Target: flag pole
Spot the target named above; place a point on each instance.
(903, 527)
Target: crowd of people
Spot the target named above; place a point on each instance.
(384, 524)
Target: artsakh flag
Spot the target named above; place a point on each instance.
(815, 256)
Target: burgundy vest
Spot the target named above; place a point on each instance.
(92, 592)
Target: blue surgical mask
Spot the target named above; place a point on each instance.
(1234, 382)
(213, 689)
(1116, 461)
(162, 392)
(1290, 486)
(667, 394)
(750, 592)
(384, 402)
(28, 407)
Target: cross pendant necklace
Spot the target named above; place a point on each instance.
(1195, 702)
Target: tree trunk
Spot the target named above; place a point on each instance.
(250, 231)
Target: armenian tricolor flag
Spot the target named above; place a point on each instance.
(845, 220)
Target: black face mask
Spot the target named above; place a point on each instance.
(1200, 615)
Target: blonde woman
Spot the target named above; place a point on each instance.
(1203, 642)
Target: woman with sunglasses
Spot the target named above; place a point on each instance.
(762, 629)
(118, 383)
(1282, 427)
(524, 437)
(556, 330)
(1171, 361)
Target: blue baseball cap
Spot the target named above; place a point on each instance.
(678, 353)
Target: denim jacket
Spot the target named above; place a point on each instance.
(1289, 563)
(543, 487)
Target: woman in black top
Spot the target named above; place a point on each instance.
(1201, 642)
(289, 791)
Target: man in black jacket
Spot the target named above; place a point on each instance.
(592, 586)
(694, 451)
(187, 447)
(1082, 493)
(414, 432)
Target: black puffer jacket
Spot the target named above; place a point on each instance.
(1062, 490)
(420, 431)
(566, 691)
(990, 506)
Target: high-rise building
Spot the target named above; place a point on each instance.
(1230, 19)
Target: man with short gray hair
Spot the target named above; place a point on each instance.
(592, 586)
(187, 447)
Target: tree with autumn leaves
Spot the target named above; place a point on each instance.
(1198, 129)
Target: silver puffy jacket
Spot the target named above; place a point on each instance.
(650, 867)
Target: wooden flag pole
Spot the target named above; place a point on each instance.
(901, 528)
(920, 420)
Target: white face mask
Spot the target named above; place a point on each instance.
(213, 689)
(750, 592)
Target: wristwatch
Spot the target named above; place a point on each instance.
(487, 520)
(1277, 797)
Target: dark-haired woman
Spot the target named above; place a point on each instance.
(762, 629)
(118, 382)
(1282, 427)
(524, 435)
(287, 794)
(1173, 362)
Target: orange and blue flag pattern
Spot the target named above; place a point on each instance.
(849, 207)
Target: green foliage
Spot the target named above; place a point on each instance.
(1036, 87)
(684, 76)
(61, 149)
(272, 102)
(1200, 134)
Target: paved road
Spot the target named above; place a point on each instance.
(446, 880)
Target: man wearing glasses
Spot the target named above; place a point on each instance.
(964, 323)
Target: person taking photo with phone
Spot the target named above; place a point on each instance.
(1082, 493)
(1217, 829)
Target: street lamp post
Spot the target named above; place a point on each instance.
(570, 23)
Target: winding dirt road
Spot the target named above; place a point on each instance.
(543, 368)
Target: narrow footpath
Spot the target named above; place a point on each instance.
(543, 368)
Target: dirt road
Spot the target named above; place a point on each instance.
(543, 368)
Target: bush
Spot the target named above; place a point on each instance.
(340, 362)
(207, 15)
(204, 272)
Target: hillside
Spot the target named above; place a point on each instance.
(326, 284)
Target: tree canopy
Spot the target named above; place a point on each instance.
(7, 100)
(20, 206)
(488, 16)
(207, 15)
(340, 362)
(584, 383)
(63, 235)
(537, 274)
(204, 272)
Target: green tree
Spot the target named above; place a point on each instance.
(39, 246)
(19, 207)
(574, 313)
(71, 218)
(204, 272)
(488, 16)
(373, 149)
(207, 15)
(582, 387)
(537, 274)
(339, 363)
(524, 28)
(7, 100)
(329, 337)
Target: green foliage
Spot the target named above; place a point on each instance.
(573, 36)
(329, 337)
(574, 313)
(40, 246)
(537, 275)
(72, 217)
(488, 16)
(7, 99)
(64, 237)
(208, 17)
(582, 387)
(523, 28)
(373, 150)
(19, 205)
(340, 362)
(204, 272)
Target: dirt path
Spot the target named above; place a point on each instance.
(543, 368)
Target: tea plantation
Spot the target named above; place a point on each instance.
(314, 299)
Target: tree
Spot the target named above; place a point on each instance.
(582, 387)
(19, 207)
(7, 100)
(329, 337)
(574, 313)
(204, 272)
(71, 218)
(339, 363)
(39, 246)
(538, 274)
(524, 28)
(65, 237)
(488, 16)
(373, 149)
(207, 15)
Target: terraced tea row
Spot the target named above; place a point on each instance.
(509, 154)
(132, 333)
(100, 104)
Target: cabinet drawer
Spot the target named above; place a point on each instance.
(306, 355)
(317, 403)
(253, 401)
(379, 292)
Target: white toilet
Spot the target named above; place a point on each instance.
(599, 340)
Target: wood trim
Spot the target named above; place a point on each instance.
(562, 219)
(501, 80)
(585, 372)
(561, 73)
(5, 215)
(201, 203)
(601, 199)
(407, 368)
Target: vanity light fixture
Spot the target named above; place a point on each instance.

▸ Instructions to follow:
Lines in the listing that include the word "face": how many are there? Give the number alone.

▸ Result:
2